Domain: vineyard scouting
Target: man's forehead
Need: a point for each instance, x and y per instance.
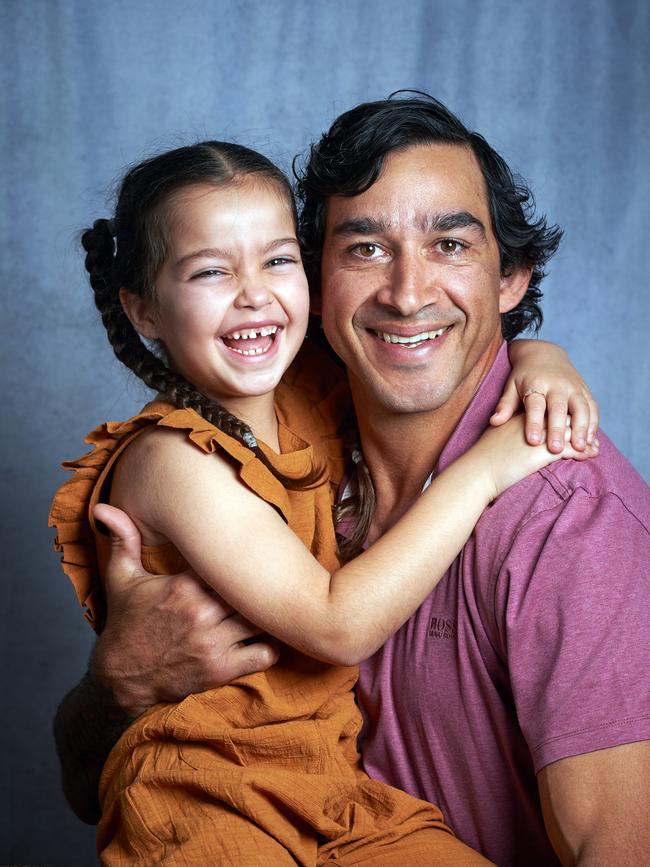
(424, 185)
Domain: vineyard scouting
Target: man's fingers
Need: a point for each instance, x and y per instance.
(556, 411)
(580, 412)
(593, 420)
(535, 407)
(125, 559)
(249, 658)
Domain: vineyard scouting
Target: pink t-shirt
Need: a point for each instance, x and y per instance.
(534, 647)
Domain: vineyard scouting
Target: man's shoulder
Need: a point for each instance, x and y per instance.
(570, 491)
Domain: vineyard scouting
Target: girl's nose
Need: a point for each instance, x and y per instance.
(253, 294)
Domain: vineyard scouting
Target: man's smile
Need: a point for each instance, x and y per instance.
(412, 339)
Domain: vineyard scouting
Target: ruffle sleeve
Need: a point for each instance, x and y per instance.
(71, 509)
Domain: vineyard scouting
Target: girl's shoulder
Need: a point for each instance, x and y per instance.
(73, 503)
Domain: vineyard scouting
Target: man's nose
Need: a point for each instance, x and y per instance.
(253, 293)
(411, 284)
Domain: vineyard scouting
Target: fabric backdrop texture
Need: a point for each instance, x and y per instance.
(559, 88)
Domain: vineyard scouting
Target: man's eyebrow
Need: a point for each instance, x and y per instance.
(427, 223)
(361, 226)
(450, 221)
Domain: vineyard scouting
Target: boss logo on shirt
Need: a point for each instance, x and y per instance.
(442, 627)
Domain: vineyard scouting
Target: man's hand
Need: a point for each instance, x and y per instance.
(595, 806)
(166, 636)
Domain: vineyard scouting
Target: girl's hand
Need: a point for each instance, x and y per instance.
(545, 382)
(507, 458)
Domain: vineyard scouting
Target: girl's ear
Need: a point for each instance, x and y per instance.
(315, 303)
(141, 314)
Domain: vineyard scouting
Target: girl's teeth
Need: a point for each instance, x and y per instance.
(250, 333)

*-*-*

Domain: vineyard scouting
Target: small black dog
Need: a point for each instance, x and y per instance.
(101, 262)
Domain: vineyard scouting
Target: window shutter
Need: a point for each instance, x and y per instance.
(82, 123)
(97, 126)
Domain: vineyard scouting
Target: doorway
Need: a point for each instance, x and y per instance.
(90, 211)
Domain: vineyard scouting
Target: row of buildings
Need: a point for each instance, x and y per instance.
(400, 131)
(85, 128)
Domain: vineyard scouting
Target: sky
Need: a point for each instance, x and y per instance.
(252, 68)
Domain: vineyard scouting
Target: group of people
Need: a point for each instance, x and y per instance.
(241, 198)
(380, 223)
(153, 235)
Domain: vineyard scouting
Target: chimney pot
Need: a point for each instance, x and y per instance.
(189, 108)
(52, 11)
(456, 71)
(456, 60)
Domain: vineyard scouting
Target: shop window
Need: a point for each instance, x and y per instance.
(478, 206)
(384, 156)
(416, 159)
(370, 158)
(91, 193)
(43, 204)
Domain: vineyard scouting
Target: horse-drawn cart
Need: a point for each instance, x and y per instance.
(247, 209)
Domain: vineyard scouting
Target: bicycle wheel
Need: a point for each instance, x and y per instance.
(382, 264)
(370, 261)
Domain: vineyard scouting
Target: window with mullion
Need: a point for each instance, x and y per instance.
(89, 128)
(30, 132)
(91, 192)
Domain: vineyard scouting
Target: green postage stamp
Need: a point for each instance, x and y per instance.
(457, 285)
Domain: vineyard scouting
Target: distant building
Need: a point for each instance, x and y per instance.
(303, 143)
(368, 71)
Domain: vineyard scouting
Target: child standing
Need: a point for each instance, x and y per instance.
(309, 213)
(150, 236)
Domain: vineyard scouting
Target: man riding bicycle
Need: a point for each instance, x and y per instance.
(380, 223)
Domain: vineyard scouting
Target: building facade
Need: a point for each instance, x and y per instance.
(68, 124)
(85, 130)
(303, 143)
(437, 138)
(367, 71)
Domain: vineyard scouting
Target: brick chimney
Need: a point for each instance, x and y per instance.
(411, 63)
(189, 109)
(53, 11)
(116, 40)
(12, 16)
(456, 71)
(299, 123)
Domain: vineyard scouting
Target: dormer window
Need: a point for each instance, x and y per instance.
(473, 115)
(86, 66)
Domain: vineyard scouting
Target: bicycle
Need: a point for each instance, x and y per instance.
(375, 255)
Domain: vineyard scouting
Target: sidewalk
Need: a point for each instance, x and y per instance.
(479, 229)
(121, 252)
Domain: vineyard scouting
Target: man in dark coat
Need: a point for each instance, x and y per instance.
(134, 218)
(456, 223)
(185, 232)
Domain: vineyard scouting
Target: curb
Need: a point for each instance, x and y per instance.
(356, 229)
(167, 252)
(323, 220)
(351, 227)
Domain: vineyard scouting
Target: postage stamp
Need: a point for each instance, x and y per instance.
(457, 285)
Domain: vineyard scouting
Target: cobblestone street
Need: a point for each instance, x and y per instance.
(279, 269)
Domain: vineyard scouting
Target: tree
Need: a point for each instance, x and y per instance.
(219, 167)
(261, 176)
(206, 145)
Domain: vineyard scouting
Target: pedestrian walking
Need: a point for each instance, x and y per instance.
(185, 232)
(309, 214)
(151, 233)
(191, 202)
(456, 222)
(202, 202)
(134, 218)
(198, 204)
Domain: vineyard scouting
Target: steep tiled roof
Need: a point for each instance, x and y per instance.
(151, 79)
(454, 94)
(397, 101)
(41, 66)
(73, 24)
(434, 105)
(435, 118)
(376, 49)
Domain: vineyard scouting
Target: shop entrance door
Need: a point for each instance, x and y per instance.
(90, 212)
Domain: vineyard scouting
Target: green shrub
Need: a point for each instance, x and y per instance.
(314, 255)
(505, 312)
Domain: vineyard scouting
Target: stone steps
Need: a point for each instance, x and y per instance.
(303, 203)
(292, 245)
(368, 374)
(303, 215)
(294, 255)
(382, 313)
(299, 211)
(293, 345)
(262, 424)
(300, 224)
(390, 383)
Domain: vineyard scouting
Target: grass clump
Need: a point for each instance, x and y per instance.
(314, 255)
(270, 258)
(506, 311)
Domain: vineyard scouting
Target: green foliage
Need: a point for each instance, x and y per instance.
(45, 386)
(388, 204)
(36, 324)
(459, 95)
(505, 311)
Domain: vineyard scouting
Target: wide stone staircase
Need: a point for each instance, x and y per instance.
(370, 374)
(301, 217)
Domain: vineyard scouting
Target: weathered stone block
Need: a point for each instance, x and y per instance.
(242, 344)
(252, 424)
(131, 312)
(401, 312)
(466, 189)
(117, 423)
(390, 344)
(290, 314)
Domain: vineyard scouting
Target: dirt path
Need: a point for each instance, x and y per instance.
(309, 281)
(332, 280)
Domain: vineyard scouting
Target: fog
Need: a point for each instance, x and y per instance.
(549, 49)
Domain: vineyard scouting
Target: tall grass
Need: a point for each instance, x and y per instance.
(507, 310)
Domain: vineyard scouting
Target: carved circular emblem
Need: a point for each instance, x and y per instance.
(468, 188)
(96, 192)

*-*-*

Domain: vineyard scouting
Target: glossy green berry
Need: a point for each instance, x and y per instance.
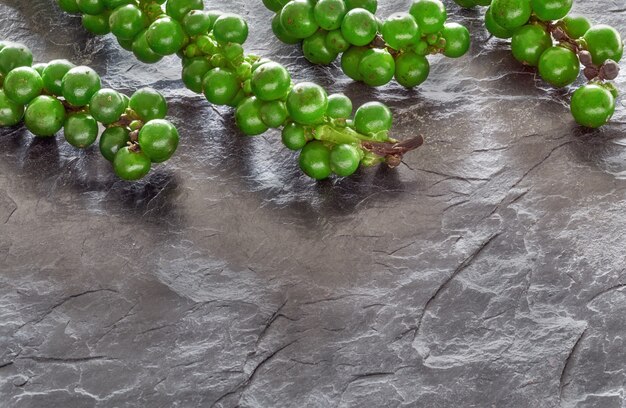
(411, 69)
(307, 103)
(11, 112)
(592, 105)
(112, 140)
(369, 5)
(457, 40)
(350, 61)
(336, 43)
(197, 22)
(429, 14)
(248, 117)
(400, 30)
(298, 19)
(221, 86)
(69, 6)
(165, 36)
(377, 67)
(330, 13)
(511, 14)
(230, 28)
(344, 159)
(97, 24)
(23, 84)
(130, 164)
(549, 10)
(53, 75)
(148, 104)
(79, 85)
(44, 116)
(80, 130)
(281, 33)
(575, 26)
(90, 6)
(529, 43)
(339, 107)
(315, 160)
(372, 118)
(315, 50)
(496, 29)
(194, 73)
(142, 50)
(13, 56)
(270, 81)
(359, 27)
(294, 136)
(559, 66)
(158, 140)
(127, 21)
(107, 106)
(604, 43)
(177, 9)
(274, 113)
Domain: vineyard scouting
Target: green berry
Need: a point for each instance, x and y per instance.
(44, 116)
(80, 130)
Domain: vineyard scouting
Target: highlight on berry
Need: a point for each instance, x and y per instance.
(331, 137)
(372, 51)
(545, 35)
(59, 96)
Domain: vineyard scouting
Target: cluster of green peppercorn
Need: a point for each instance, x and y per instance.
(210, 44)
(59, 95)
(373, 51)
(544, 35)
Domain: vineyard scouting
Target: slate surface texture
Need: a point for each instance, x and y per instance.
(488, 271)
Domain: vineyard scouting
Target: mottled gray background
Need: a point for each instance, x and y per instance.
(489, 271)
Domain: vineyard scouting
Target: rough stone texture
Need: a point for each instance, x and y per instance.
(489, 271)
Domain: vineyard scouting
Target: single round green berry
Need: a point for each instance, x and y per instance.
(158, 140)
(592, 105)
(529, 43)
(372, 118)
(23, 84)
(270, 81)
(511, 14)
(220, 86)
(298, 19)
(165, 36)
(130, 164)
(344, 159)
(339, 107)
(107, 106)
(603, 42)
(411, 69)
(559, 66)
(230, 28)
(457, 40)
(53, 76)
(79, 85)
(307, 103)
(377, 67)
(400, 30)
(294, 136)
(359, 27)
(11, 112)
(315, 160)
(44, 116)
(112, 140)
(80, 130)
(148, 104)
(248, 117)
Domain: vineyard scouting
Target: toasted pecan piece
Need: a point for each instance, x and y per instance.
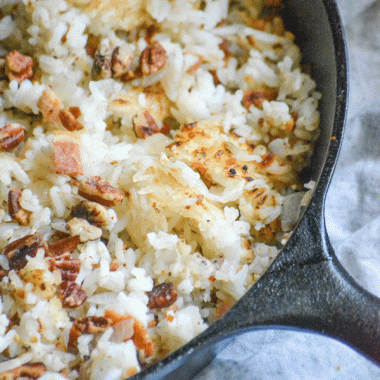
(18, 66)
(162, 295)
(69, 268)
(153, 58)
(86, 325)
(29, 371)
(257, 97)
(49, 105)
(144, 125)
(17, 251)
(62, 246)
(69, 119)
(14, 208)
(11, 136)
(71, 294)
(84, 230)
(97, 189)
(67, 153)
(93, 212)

*-*-*

### Aufgabe
Nenne jede Zeile der oben stehenden Daten, in der die Zeichenfolge "chimney" vorkommt.

### Antwort
Target: chimney pot
Target: brick chimney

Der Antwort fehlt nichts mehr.